- Given request: Copy out every one of the following records word for word, in their original order.
--- Records ---
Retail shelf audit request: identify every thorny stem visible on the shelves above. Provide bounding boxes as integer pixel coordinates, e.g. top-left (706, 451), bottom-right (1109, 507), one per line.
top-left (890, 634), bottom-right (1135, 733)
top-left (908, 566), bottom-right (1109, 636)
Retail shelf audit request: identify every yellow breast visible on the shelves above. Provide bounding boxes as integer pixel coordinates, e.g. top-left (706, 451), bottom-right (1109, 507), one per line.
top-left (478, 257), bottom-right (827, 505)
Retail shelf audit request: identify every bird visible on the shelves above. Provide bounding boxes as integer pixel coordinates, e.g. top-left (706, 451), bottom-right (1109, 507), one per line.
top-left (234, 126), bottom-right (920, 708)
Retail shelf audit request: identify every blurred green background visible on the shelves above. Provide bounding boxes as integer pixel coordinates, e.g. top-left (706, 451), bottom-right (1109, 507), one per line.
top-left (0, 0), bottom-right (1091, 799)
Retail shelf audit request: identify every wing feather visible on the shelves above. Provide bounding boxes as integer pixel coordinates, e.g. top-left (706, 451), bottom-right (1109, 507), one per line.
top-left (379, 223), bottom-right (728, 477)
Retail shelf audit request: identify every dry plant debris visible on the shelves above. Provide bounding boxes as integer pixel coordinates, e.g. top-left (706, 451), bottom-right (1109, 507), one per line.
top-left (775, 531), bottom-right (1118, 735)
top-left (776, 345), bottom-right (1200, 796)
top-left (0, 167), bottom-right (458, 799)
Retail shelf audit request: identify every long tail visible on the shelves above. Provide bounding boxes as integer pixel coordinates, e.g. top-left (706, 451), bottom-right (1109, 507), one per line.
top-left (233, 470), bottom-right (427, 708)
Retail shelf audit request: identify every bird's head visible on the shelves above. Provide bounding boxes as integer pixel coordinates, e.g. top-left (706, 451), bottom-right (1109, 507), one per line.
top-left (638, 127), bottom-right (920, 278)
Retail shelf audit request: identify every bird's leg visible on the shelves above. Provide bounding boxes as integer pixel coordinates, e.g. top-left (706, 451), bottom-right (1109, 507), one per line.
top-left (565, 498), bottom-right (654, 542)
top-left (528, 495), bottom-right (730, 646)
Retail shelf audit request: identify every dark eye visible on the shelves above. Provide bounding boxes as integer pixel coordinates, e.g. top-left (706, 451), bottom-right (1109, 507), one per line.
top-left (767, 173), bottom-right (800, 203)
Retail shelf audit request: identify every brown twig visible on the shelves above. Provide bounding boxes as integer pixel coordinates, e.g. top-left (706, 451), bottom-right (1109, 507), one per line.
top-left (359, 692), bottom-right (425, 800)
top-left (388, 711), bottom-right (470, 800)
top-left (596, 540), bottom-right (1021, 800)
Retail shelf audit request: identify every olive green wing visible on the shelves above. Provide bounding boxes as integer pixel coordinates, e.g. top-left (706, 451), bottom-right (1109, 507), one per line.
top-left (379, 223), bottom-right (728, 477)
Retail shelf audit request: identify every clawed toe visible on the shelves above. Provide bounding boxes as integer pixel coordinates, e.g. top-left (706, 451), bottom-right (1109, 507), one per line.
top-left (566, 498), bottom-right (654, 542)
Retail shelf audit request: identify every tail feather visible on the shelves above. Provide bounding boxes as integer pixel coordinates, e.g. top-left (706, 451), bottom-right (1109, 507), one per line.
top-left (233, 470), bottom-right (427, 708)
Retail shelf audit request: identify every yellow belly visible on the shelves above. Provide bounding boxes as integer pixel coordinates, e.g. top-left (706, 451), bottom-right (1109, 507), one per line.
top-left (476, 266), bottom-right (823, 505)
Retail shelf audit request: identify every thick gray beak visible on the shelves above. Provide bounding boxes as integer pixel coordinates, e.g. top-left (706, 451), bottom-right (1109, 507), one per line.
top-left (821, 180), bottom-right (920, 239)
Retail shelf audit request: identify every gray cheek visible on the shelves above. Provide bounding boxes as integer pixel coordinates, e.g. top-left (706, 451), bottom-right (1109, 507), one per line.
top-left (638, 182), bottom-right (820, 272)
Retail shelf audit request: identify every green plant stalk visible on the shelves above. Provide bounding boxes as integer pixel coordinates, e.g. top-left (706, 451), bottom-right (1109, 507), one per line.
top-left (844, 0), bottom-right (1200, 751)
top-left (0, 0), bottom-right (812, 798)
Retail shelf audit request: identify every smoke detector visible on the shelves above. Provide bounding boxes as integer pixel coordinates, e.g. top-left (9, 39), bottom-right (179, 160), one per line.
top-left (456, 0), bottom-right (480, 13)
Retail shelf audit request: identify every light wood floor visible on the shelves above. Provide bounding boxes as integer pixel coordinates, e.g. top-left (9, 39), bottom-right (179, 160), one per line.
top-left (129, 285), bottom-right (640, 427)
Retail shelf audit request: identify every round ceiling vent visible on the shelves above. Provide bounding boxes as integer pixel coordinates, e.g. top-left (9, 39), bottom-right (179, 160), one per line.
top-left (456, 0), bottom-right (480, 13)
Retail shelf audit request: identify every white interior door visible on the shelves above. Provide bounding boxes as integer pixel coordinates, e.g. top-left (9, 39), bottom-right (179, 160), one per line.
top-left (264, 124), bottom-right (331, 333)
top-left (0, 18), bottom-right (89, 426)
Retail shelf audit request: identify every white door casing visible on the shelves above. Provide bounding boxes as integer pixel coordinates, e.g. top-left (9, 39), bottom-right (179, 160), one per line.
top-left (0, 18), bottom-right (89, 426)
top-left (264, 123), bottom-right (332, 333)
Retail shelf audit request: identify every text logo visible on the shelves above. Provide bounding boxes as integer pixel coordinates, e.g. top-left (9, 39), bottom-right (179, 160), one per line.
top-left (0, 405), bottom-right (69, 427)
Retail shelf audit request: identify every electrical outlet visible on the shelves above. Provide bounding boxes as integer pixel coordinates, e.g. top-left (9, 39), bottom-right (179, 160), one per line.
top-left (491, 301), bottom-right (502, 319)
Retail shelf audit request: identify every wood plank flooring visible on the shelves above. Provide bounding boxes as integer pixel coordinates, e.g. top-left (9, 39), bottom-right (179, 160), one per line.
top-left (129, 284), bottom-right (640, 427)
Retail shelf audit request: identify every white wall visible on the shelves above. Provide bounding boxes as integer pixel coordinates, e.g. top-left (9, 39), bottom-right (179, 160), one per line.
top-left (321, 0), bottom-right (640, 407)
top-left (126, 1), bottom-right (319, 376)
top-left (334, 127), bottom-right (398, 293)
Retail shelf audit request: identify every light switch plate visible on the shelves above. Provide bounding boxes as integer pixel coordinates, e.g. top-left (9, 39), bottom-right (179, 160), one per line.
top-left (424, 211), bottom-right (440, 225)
---
- Written solution:
Retail shelf audit request: identify every thorny stem visible on the shelves above. Provide bounding boxes as integer pixel coordinates, e.g. top-left (706, 451), bottom-right (1109, 507), one per line.
top-left (890, 634), bottom-right (1135, 733)
top-left (908, 566), bottom-right (1109, 636)
Retail shelf audit request: identify every yellow breast visible on the shelves above. Provide bounding boxes as integer pixel coordinates, e.g. top-left (706, 451), bottom-right (1109, 507), one per line.
top-left (478, 257), bottom-right (827, 505)
Retail shelf audit request: identify every bird visible on the shelves above. Provide bounding boxes as integer pixel coordinates, e.g. top-left (706, 451), bottom-right (1109, 507), one per line.
top-left (234, 126), bottom-right (920, 708)
Retail shelf audit request: identify every blurred green background visible on the shelves above. Provide bounding boxes as integer pixel coordinates, e.g. top-left (706, 451), bottom-right (1109, 507), one per line.
top-left (0, 0), bottom-right (1091, 799)
Retail shelf audit request: identify every wing feather visible on the shelves above. Provide bounding boxes as integer pixel coordinates, e.g. top-left (706, 451), bottom-right (1109, 507), one per line.
top-left (379, 223), bottom-right (728, 477)
Retail shelf audit request: identify every dry plant debris visible on the shelves above. Provide bounding boxes as integer pixel coordinates, e.g. top-left (706, 451), bottom-right (1109, 507), one per line.
top-left (775, 531), bottom-right (1118, 735)
top-left (776, 345), bottom-right (1200, 796)
top-left (0, 167), bottom-right (458, 799)
Retail shelf audit request: identify every long tail visible on the shelves above. Provide bounding boxes as integer pixel coordinates, e.g. top-left (706, 451), bottom-right (1109, 507), one per line.
top-left (233, 470), bottom-right (427, 708)
Retail shelf audit request: identify every bird's head visible on the shelves above. Provide bounding boxes as integer pixel coordinates, e.g. top-left (706, 451), bottom-right (1109, 507), one per line.
top-left (638, 127), bottom-right (920, 278)
Retail shelf audit request: identify every bird's leg visible on the shelves above. Provide bounding boxes as integer pixel coordinates, e.g. top-left (706, 451), bottom-right (1109, 507), one per line.
top-left (565, 498), bottom-right (654, 542)
top-left (528, 495), bottom-right (730, 646)
Retail shelf audit request: identify every dark eye visible on the shelves above. Provide bounding boxes as integer pixel coordinates, e.g. top-left (706, 451), bottom-right (1109, 507), one per line.
top-left (767, 173), bottom-right (800, 203)
Retail shelf audit request: identify every brown twig visible on the shelves above. Provide bounding boxes as integer pixel coordinates, e.g. top-left (706, 451), bottom-right (1109, 507), one per line.
top-left (359, 692), bottom-right (425, 800)
top-left (388, 711), bottom-right (470, 800)
top-left (596, 540), bottom-right (1021, 800)
Retail shelf audit request: identify every olive green wing visible on the shelves above. Provide bounding boxes as integer pixel coordinates, e.g. top-left (706, 451), bottom-right (1109, 507), one per line.
top-left (379, 223), bottom-right (728, 477)
Retail shelf audit request: identify every clawed toe visible on the shelves above. Provide bounding boxes as integer pixel coordinates, e.g. top-left (706, 451), bottom-right (1109, 507), one per line.
top-left (566, 498), bottom-right (654, 542)
Retail shelf audit request: identify every tail feather visible on the shelves above. Provide bounding boxes as integer pixel coordinates, e.g. top-left (706, 451), bottom-right (1109, 507), one per line.
top-left (233, 470), bottom-right (427, 708)
Retail shelf audit request: identify every yellow belly visible on the shelves above. Provide bounding boxes as integer pixel coordinates, e.g. top-left (706, 451), bottom-right (1109, 507), one per line.
top-left (476, 266), bottom-right (823, 505)
Retail shelf audit request: identify every thick gray beak visible on the shelves above. Provide bounding boxes as integer pixel coordinates, e.g. top-left (706, 451), bottom-right (1109, 507), one per line.
top-left (821, 180), bottom-right (920, 239)
Retail shelf audit request: identify every gray cheek visible on the shelves above. Provide bounding boxes as integer pixel coordinates, e.g. top-left (706, 451), bottom-right (1109, 507), one per line.
top-left (638, 182), bottom-right (820, 272)
Retail shelf audit request: identify every green plant stalk visible on the shelves above. Provide bounding boxes as integer pixel coordinates, e.g. top-left (706, 451), bottom-right (1109, 507), one per line.
top-left (844, 0), bottom-right (1200, 751)
top-left (0, 0), bottom-right (812, 798)
Retail shelf audit request: identify every smoke detector visible on the shelves above. Provide bounding boxes as integer pixel coordinates, e.g. top-left (9, 39), bottom-right (179, 160), one per line.
top-left (456, 0), bottom-right (480, 13)
Retail shelf audit request: identify every light wood floor visible on the shelves above. Provide bounding boxes as integer pixel coordinates, e.g. top-left (9, 39), bottom-right (179, 160), one per line.
top-left (129, 285), bottom-right (640, 427)
Retail shelf audit request: identify every round ceiling vent visible on the shelves above. Provide bounding boxes as integer pixel coordinates, e.g. top-left (9, 39), bottom-right (179, 160), one per line.
top-left (456, 0), bottom-right (480, 13)
Retail shelf audit request: identify every white interior door visible on the shelves above. Provide bounding boxes as integer pixel coordinates, e.g. top-left (9, 39), bottom-right (179, 160), one per line.
top-left (264, 124), bottom-right (331, 333)
top-left (0, 18), bottom-right (89, 426)
Retail shelf audit request: identify every white door casing visible on the shelves above. Provide bounding boxes as integer pixel coordinates, e.g. top-left (9, 39), bottom-right (179, 160), one per line.
top-left (0, 18), bottom-right (89, 426)
top-left (264, 123), bottom-right (332, 333)
Retail shelf audit request: identify every text logo visible on the shelves above. Provide bounding boxes as integer pixel coordinates, e.g. top-left (9, 39), bottom-right (179, 160), one per line.
top-left (0, 405), bottom-right (69, 427)
Retail shelf audit request: identify every electrical outlet visible on the shelves above. Provide bounding boxes as integer pixel coordinates, e.g. top-left (9, 39), bottom-right (179, 160), one per line.
top-left (491, 301), bottom-right (502, 319)
Retail shelf audit request: identify every wood plank flooring visible on the shelves above. Provide bounding boxes as integer pixel coordinates, e.g. top-left (9, 39), bottom-right (179, 160), one per line.
top-left (129, 284), bottom-right (640, 427)
Retail shelf audit request: identify every white wall visible on the shelves above. Provide bounding boxes as integer pixel coordinates, e.g. top-left (9, 39), bottom-right (179, 160), one per line.
top-left (321, 0), bottom-right (640, 407)
top-left (126, 1), bottom-right (319, 376)
top-left (334, 127), bottom-right (398, 293)
Retail shelf audit request: identify every light switch plate visible on the shelves above. Provide bounding boxes as integer pixel coordinates, e.g. top-left (9, 39), bottom-right (179, 160), one per line.
top-left (424, 211), bottom-right (440, 225)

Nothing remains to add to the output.